**THE EXERCISE:** Your task is to repeat, word for word, the line containing "fish mouth, locate" and all lines that follow it to the end of the material, and no other lines.
-- START RECORD EXTRACTS --
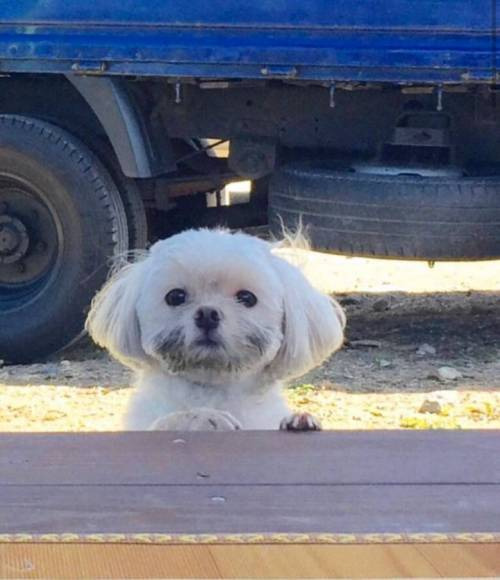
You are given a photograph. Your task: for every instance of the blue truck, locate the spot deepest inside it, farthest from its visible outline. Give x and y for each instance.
(374, 123)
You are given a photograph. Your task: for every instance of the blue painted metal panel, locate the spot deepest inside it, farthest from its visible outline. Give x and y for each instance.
(386, 40)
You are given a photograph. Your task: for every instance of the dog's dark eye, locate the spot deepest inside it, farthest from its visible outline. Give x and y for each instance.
(176, 297)
(246, 298)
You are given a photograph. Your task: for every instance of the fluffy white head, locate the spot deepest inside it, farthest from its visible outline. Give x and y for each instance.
(214, 306)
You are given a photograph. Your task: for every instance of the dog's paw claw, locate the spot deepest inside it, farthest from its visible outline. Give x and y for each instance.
(300, 422)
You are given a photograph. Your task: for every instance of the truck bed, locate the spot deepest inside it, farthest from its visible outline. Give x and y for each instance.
(429, 41)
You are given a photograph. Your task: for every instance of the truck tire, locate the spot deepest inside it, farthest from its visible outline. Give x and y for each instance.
(404, 216)
(61, 220)
(129, 192)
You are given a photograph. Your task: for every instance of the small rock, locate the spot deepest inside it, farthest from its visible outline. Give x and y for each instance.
(381, 305)
(449, 374)
(429, 406)
(349, 301)
(365, 344)
(384, 363)
(425, 349)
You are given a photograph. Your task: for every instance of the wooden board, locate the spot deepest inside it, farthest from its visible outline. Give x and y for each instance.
(335, 457)
(436, 484)
(86, 561)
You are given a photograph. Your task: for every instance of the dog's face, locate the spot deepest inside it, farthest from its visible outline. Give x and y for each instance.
(208, 310)
(211, 306)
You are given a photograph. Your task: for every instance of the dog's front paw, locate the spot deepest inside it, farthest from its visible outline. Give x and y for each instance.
(300, 422)
(201, 419)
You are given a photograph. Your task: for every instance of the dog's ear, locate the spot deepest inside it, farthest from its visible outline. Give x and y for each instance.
(313, 324)
(112, 321)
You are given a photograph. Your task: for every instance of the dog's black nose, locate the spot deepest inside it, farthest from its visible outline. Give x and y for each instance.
(207, 318)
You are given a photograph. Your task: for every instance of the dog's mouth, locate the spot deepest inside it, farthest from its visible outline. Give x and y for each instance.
(207, 342)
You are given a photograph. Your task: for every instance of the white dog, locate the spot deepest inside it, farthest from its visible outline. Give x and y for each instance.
(212, 323)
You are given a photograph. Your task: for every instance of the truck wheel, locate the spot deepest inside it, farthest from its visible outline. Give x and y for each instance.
(404, 216)
(129, 193)
(61, 220)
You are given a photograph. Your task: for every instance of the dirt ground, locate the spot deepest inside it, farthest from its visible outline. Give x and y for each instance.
(406, 322)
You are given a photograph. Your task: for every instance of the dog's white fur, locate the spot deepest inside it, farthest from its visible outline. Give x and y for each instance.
(184, 385)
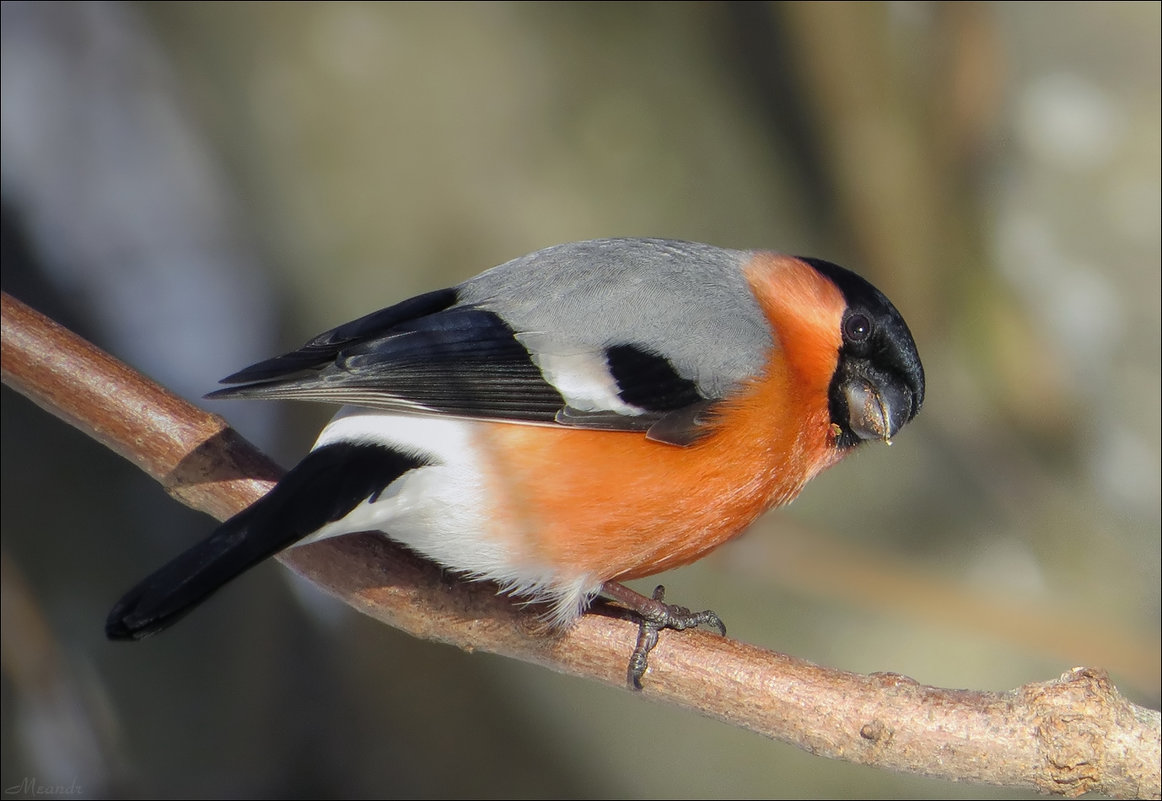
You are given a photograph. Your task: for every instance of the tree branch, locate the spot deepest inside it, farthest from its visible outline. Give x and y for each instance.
(1068, 736)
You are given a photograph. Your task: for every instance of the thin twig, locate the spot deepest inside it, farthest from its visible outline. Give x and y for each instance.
(1068, 736)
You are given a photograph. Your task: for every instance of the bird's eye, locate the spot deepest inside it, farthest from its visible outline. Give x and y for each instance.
(856, 327)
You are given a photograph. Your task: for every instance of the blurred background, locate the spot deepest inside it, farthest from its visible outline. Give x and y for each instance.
(198, 186)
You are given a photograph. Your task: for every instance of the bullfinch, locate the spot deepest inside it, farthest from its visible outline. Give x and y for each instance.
(586, 414)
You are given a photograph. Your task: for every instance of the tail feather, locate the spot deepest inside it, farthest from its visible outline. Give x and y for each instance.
(322, 488)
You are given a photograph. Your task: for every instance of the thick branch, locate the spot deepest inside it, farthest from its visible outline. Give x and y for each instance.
(1068, 736)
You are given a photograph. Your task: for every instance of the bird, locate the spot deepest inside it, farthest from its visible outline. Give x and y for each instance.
(575, 417)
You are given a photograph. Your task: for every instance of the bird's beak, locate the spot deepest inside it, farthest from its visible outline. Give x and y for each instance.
(876, 409)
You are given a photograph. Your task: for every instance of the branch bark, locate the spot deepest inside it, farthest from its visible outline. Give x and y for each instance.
(1068, 736)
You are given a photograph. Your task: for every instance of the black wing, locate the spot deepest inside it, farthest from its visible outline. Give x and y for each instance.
(431, 355)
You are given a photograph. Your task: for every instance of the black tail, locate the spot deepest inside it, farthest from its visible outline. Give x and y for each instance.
(322, 488)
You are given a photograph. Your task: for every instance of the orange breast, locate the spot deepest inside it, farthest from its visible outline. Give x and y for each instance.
(618, 506)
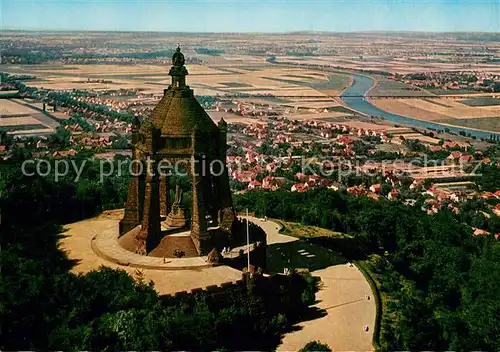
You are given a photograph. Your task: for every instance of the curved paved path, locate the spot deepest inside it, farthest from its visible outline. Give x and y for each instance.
(342, 297)
(77, 243)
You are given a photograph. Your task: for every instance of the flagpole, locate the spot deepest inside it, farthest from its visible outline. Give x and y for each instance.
(248, 246)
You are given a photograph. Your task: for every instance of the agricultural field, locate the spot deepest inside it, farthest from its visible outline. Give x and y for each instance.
(17, 117)
(445, 110)
(216, 79)
(384, 87)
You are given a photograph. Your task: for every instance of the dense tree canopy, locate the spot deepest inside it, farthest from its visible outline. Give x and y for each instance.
(441, 280)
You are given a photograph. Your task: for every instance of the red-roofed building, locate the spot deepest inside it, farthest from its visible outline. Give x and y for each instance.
(466, 158)
(254, 184)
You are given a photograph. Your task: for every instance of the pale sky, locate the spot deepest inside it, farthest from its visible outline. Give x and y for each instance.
(252, 16)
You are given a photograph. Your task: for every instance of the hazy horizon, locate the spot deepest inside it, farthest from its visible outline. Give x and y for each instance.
(205, 16)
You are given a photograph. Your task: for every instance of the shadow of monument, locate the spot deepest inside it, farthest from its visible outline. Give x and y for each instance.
(349, 248)
(301, 255)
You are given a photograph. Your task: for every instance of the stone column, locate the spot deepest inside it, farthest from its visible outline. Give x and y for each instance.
(164, 197)
(150, 233)
(199, 232)
(132, 217)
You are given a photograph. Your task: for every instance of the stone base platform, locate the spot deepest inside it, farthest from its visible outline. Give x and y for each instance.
(107, 246)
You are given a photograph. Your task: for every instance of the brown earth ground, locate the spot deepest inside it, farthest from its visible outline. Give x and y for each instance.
(77, 244)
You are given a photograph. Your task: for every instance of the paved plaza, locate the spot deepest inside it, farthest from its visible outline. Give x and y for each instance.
(342, 299)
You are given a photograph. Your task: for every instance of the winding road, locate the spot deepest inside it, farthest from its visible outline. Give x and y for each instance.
(355, 98)
(342, 300)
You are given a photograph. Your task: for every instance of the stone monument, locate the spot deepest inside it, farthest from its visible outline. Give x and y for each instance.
(180, 132)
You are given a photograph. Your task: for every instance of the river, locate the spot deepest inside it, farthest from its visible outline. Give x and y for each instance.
(354, 97)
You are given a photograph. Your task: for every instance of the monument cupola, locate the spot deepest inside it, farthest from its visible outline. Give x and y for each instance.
(178, 70)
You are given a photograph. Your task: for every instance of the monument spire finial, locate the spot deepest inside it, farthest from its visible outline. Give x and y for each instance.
(178, 70)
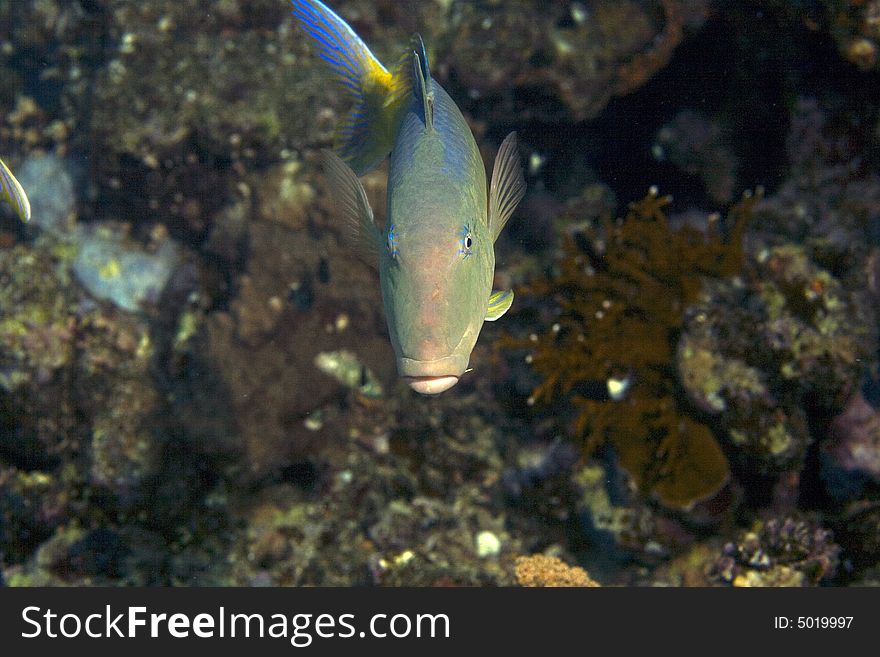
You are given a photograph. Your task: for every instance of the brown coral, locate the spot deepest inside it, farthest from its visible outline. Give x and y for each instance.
(541, 570)
(620, 313)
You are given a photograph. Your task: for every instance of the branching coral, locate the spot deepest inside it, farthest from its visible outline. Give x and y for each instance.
(620, 301)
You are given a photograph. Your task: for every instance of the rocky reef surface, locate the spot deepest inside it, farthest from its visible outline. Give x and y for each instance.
(196, 383)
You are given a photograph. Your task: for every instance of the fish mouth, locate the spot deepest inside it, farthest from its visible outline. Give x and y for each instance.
(431, 385)
(431, 377)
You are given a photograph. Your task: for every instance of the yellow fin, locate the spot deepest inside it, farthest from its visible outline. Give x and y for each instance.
(499, 303)
(12, 192)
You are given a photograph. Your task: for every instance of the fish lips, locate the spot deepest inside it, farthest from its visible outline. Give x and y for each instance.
(431, 377)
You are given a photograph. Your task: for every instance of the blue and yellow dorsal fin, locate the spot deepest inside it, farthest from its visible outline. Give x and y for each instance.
(12, 192)
(365, 136)
(422, 85)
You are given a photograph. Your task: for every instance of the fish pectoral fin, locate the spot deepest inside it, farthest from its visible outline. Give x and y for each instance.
(508, 185)
(422, 87)
(499, 303)
(352, 204)
(12, 192)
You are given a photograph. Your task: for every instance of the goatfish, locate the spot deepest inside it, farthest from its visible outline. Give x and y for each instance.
-- END RECORD EXTRACTS --
**RESPONSE TO THIS EXERCISE:**
You are given a photograph. Your task: for every instance of the fish mouth, locate the spot deepest inside it, farthest from its visible outline. Give x and y for each instance.
(431, 385)
(431, 377)
You are given a photograph. Your task: for every instance of the yellow fin, locate the spot deepest inside it, farthest from its visible outline. Give x and y for each instance.
(499, 303)
(12, 192)
You are given a photograph. Your task: for every instance of the fish lips, locate the spot deepest inside it, farthest from its visible outline. Give x and y for each instance.
(431, 377)
You are given a photograph. Your task: for every instance of the blue and yellow dorsal fin, locate the spot deepest inside it, farthest from its visible outline. Give x and y for each instance.
(12, 192)
(365, 136)
(422, 85)
You are given a photograph. Your task: for every instance of the fish pectoral fin, locate the spot deepest inside it, farthest from its visible outline. Give x and y for each instance.
(508, 185)
(422, 87)
(499, 303)
(352, 204)
(12, 192)
You are given a photograph. Your task: for every instance of the goatfish, locate the spot deepest inside it, farthest from its visible outline. Give x and y for each instance.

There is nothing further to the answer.